__Objective__. Reproduce verbatim the material below, starting at the line that contains "Could you confirm whether the white jersey" and ending at the line that contains "146, 176, 282]]". Include both of those lines and nothing else.

|---|

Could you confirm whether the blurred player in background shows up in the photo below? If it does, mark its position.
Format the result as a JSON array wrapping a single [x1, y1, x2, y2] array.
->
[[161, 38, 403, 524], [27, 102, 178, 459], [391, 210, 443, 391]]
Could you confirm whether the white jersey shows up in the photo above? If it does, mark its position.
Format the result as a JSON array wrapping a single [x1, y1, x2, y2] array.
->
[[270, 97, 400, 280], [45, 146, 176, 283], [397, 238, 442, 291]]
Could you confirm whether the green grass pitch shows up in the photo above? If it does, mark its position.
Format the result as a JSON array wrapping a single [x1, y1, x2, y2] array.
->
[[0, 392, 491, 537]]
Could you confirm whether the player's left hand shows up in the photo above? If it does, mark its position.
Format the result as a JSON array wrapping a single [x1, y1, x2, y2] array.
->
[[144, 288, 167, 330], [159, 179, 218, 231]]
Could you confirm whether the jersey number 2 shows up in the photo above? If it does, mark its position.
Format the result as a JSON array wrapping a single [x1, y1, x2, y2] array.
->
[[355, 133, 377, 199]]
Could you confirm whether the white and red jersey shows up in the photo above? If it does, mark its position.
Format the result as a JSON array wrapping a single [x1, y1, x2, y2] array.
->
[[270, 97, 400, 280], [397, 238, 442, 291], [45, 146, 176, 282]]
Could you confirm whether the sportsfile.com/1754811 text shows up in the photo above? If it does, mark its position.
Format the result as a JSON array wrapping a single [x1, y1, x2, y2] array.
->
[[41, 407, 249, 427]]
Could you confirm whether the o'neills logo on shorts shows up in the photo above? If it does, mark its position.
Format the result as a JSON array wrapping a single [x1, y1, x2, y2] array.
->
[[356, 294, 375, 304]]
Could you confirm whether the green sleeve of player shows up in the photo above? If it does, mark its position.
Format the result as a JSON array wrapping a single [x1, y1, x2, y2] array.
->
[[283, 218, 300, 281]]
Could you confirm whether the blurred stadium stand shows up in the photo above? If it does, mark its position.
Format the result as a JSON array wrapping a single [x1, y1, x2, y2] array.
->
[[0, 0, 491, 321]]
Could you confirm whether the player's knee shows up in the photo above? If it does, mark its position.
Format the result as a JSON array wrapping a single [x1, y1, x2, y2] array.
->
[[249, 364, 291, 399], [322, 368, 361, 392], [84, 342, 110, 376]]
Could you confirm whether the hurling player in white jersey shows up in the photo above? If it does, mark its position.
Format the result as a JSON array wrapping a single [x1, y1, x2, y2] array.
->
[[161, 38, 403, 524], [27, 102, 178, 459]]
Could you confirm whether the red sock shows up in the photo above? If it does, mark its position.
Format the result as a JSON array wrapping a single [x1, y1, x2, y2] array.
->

|---|

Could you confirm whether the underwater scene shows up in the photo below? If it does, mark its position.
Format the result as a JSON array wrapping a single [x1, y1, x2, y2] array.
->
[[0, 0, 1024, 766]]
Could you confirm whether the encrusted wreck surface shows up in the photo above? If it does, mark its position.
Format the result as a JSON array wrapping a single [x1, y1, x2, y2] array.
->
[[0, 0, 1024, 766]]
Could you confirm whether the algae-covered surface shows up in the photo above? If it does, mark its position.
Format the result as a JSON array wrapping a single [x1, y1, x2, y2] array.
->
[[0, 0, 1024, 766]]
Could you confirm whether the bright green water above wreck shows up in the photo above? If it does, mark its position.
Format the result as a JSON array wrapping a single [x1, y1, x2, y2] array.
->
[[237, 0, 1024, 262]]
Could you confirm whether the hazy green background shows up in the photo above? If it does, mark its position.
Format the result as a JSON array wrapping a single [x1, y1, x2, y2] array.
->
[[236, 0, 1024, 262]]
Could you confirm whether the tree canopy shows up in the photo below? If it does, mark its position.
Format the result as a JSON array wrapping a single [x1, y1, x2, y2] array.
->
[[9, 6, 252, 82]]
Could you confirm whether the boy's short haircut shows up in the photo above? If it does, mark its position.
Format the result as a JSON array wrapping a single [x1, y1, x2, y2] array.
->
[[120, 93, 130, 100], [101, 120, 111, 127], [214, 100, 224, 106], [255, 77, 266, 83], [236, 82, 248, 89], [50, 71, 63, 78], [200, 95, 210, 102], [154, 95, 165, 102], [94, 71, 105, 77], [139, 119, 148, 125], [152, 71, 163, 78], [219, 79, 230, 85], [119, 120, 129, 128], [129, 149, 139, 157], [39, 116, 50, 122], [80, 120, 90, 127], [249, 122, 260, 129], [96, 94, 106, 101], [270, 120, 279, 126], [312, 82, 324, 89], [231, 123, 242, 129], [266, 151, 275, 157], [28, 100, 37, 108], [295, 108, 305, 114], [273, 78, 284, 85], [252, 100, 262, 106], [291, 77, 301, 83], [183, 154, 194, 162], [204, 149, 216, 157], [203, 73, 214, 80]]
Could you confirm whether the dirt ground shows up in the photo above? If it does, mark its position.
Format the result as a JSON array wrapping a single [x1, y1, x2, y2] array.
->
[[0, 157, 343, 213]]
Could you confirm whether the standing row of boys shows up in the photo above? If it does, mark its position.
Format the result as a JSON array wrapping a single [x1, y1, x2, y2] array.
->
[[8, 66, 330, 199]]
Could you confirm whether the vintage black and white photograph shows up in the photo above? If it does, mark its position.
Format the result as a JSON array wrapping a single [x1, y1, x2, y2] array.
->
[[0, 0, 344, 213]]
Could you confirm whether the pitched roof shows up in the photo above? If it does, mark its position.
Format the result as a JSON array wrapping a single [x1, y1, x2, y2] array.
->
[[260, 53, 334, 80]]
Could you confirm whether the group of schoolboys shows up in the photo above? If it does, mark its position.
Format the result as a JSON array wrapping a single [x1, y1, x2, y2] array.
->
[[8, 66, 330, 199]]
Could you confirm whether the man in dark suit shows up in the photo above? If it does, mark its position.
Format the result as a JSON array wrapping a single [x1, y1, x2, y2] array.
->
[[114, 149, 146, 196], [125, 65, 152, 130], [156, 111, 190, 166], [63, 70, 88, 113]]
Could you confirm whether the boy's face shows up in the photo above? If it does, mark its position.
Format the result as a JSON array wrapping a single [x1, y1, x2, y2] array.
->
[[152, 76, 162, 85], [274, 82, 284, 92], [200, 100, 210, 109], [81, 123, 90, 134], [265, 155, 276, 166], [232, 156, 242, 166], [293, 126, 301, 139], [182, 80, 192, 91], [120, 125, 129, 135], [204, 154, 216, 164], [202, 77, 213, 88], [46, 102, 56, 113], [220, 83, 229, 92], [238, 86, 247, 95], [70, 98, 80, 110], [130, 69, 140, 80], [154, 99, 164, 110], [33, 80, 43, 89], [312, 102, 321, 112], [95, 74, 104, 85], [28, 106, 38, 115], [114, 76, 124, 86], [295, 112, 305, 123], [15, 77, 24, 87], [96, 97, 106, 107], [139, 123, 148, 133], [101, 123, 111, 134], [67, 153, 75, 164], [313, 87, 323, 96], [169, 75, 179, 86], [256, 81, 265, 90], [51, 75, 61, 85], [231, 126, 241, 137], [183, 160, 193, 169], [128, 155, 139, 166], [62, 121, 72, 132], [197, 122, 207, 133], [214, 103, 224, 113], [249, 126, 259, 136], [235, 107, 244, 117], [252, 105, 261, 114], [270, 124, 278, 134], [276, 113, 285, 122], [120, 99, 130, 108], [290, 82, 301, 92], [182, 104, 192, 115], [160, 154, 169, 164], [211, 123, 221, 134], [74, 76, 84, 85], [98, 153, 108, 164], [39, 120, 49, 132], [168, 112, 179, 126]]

|---|

__Answer__.
Could you confirm whether the white jersey shows up in the photo above? If it does, mark its position.
Format the result as a JSON array wrapping a single [x1, y1, x2, y2] array.
->
[[270, 97, 400, 280], [45, 146, 176, 283], [397, 238, 442, 291]]
Could you confirm whether the green grass pitch shows up in the photo above? If it does, mark its position.
Format the result as a JSON array wrapping a single [x1, y1, x2, y2] array.
->
[[0, 392, 491, 537]]
Could you confirm whether the player's left hand shows up in the photo above? If it does, mark its position.
Format the result as a JSON array wrapping a single [x1, y1, x2, y2] array.
->
[[144, 288, 167, 330], [159, 179, 218, 231]]
Could you confirm whether the jersey number 2 shows up in the photo above? If it does, mark its position.
Format the result as a JSON array wrapping a single [x1, y1, x2, y2] array.
->
[[355, 133, 377, 199]]
Could you confirm whether the white and red jersey shows up in the photo above? If it does, mark its position.
Format the result as a JSON array wrapping a single [x1, y1, x2, y2] array.
->
[[270, 97, 400, 280], [397, 238, 442, 291], [45, 146, 176, 282]]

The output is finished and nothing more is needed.